(Extracted text)
Hours later, however, the Texas Supreme Court blocked other gay couples from obtaining marriage licenses after a legal challenge by Texas Attorney General Ken Paxton.
The state high court did not explicitly say it invalidated the marriage of the two women in Austin, but Paxton said in a statement that the court voided the marriage license.
"The same-sex marriage license ... is void, just as any license issued in violation of state law would be," the attorney general said.
Carl Tobias, a professor at the University of Richmond Law School in Virginia, said via email that the Supreme Court stay did not mention the marriage license.
"He is asserting something that the order does not say on its face," Tobias said of Paxton. "He may be correct, but you sure cannot tell what he says from the order's wording."
A county clerk in Austin issued the state's first marriage license to the same-sex couple, acting on the order of a Travis County judge who said health issues prevented the couple from waiting for further court decisions.
Travis County Clerk Dana DeBeauvoir's office said she issued Goodfriend and Bryant a marriage license at the order of District Judge David Wahlberg. Goodfriend said she had emergency surgery after being diagnosed with ovarian cancer in May.
Paxton responded by asking the Texas Supreme Court to block any rulings that "seek to undermine the constitutionality of Texas' marriage law."
'The law of Texas has not changed'
"The Texas Constitution clearly defines marriage as between one man and one woman, as Texas voters approved by an overwhelming majority," he said in a statement on Wednesday. "The law of Texas has not changed, and will not change due to the whims of any individual judge or county clerk operating on their own capacity anywhere in Texas. Activist judges don't change Texas law, and we will continue to aggressively defend the laws of our state and will ensure that any licenses issued contrary to law are invalid."
In a statement, Gov. Greg Abbott said the "Texas Constitution defines marriage as consisting 'only of the union of one man and one woman' and was approved by more than three-quarters of Texas voters. I am committed to ensuring that the Texas Constitution is upheld and that the rule of law is maintained in the State of Texas."
(End Extracted text)
* Goal of the exercise *
In the article about the Texas same-sex marriage license, which judge ordered the county clerk to issue the license to Goodfriend and Bryant? Use only the article above to answer.
(Provided records)
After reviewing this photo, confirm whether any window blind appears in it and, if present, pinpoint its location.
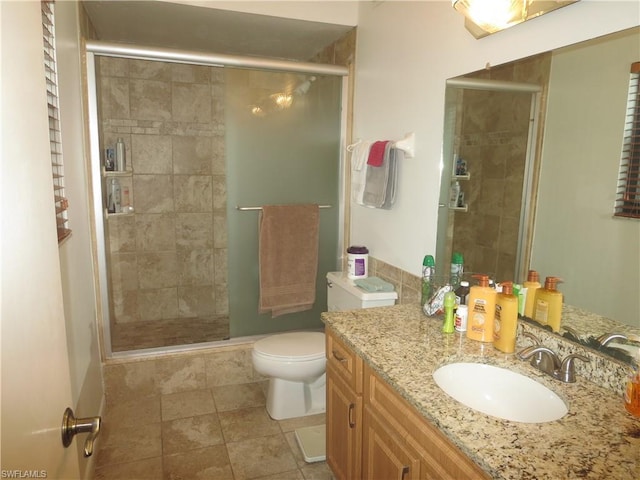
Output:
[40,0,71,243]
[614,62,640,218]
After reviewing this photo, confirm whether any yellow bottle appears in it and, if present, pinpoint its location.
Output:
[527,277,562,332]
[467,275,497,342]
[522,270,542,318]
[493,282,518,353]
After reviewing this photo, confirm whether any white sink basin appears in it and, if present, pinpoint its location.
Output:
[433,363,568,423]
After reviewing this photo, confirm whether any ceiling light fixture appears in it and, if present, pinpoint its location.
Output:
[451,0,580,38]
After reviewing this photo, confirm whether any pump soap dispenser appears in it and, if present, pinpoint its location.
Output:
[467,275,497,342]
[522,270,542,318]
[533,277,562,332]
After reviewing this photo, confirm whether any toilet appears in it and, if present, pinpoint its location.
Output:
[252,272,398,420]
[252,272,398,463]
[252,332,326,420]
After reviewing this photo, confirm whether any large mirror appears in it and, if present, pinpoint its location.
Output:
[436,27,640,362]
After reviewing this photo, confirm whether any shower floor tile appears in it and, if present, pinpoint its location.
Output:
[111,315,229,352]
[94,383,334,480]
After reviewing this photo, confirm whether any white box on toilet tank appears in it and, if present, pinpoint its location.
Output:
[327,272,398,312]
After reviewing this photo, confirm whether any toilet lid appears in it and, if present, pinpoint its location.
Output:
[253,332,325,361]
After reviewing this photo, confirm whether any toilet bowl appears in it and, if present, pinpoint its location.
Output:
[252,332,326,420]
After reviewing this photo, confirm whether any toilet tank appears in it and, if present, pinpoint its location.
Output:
(End Provided records)
* Expected answer *
District Judge David Wahlberg